*PROVIDED TEXT*

Using Story Elements to Brainstorm Emotional Complexity

Let's take a look at a few of the many possible story elements, and see how they can be used to brainstorm emotionally complex and engaging game experiences. Then we'll ask, "What can be done to make these story elements more emotionally complex?" I call this process Complexification.

To demonstrate this technique, I chose a strange assortment of story elements, picking some that occur in many stories (like "danger") and some that would appear in a much smaller selection (like "racing"). The example story elements are:

  • An enemy

  • Danger

  • Racing

  • A mystery

  • Tension

  • Spying

  • Good guys/bad guys

Let's see how emotional complexity can be injected into these elements.

An Enemy

What if it's an espionage game, and the top enemy spy you've got to kill was a close friend of yours earlier in the game?

graphics/37inf01.gif

The illustration provides another example: Our hero fights another version of himself, who has returned from the future. His future self says his younger self has to die, for the good of humanity.

If you're playing the younger character in the game, this would be a very emotionally complex moment, especially if you believe that your future self is both sane, and sincere, and possibly accurate.

Danger

You're a soldier in World War II, and your commander is your uncle a man who has already saved your life on two occasions. You volunteer for a dangerous mission, but he doesn't want you to go. You go anyway, but upset him in the process. You've hurt someone you care about, in order to do the right thing.

Racing

In a street racing game, what if the guy who fixes up your car your mechanic and ad hoc pit boss is the best in the business, but he has a disgusting personality, at least some of the time. He's only helping you build and maintain your car because you both share an enemy the other great street racer in the city. So you feel different layers of feelings toward him (Admiration and Loathing), either at different times, or perhaps even or simultaneously. (This topic was discussed in Chapter 2.13, "Player Toward NPC Relationship Deepening Techniques.")

Here's another example: You race a crazy street course a number of times, splitting whenever the cops show up. The game itself tracks your score. You have two friends who help keep your car in top shape with all the latest upgrades.

Your two friends are kidnapped by your rival. The kidnapper will kill them all if you don't beat your own best score by 10 percent.

In effect, you're now competing against yourself, and the lives of your crew hang on the outcome. This is an Emotionally Complex Situation (see Chapter 2.15).

It's also a Plot Deepening Technique (see Chapter 2.17), in that the plot doubles back on itself in an interesting way. That is, your own high scores now come back to haunt you in an unexpected manner. However, there won't be much feeling of depth here unless:

  • You care about those two friends who've been kidnapped, and

  • When you made that earlier high score, it was an exciting, big deal a big deal to you, and to your (now kidnapped) friends, who helped you celebrate the triumph.

Thus, we have now have the irony that the victory they helped you celebrate may now cause their deaths. The plot has circled back on itself in an interesting (and emotional) way.

*DATA ENTRIES*

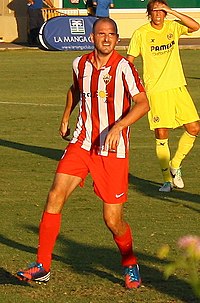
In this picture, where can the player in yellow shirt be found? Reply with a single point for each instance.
(170, 103)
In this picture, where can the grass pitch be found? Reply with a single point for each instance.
(86, 264)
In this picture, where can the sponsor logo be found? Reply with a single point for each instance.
(120, 195)
(107, 78)
(156, 119)
(170, 36)
(77, 26)
(163, 47)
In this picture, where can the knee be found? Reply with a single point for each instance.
(113, 225)
(193, 129)
(161, 133)
(55, 200)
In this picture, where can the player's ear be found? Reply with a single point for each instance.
(92, 37)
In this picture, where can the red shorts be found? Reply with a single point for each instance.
(109, 174)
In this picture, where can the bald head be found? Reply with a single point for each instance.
(104, 20)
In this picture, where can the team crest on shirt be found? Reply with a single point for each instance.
(170, 36)
(102, 95)
(107, 78)
(156, 119)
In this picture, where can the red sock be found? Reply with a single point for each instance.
(124, 244)
(48, 231)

*ACTIONS TO TAKE*
[a] In the text on story elements and emotional complexity, what two feelings does the player have toward the mechanic in the street racing example?
[b] Extend the text on story elements and emotional complexity, picking up after its last sentence.
The listing plays no part here.

*SET OF ANSWERS*
[a] Admiration and Loathing.

[b]
A Mystery

You begin a game by walking down a street in Chicago. Suddenly, with no warning, you find that you're in an office on a large, fully operational space station. And everyone seems to know you. Indeed, you look around your office and find evidence that you've spent considerable time here.

Rochelle, a young woman who's a technician on the station, quietly approaches and asks you to help her. She says she's in danger the same danger you're in. And she's sorry for wiping out your memory. Suddenly guards are firing at her.

Do you help her or not? This tough decision is a First-Person Deepening Experience (see Chapter 2.21).

(I develop a similar plot-line to a much greater degree in Chapter 3.2, "Chasm.")

Tension

This example is a kid's game: You defend a weird animal realm from its enemies.

You've built a large machine that spews out (funny) magic wands. Each wand performs a different function. One reverses gravity and makes your enemies fly up into space. Another one makes an enemy laugh (literally) to death. Another turns an enemy into a large carrot.

Each wand can only be used twice, so you need to keep your machine producing new ones. But 1 out of every 20 weapons is defective and blows up as soon as it's ejected from the machine, all but eliminating your health points.

You could have built a machine that created only perfect wands with no defective ones, but that would have taken much more time to assemble and would have left you vulnerable to your enemy, whom you need to fight with these wands.

As you wait by the machine, you don't know if you're about to get blown up and injured by the next weapon that emerges, which in turn would put you out of commission for a while.

The fear that you'll get a defective wand creates tension as you wait to see what comes out of the machine, but still, there's nothing emotionally complex about it. So how could we add emotional complexity?

Let's say various other life-forms have come to depend on you turtle-bears (bears with shells); cowraffes (cows with long necks like giraffes); and rabbicats (rabbits with cat heads and paws). These animals will die if you get injured and can't protect them from your mutual enemy. Suddenly, we've added some emotional complexity to the situation.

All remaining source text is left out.